Keeping in mind this highly variable initial latency, our tests compare the setup time of Microsoft Dev Box to a new physical device once a developer receives it. We begin by configuring a Dev Box from the default image, where the only built-in time savings is the pre-installation of Visual Studio. We then create a custom image with our project source code and prerequisites built-in and measure the time savings possible with further automation.
Performance
To determine performance, we perform three clean builds of the Chrome browser on a number of Dev Box configurations and measure the average time on each. We compare those times against results on our physical device, which was sized to approximate the median device specs of clients running Visual Studio (according to telemetry data provided by Microsoft). That median target configuration features 4 cores, 8 threads running at 2.7 GHz, and 16 GB of RAM. The tested configurations are as follows:
- Physical device: 4 Cores, 8 threads running at 2.8 GHz, 32 GB RAM
- Similarly sized Dev Box: 8 vCPU, 32 GB RAM
- Medium Dev Box: 16 vCPU, 64 GB RAM
- Largest available Dev Box: 32 vCPU, 128 GB RAM.
Note: While not a one-to-one comparison, each physical CPU core with hyperthreading enabled is roughly comparable to 2 virtual CPUs or “vCPUs” that would be assigned to a virtual machine by the hypervisor. Therefore, a 4-core physical device with hyperthreading provides comparable performance to a Dev Box with 8 virtual CPU cores.
4. Field Test Report
Dev Box Deployment
We followed the Microsoft developer guide found here to configure our Dev Box environment. See the ‘Initial Dev Box Deployment’ section of the Appendix for a detailed view of our deployment configurations.
Once our Dev center, project, Dev Box definitions, and network connections were deployed, we were able to begin testing Dev Box deployment.

Supplied information =
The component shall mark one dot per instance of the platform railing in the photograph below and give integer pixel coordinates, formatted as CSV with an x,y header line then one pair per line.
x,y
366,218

What the task requires = In the Dev Box test write-up, what specs does the median target configuration have?

Response to the task = 4 cores and 8 threads running at 2.7 GHz, with 16 GB of RAM.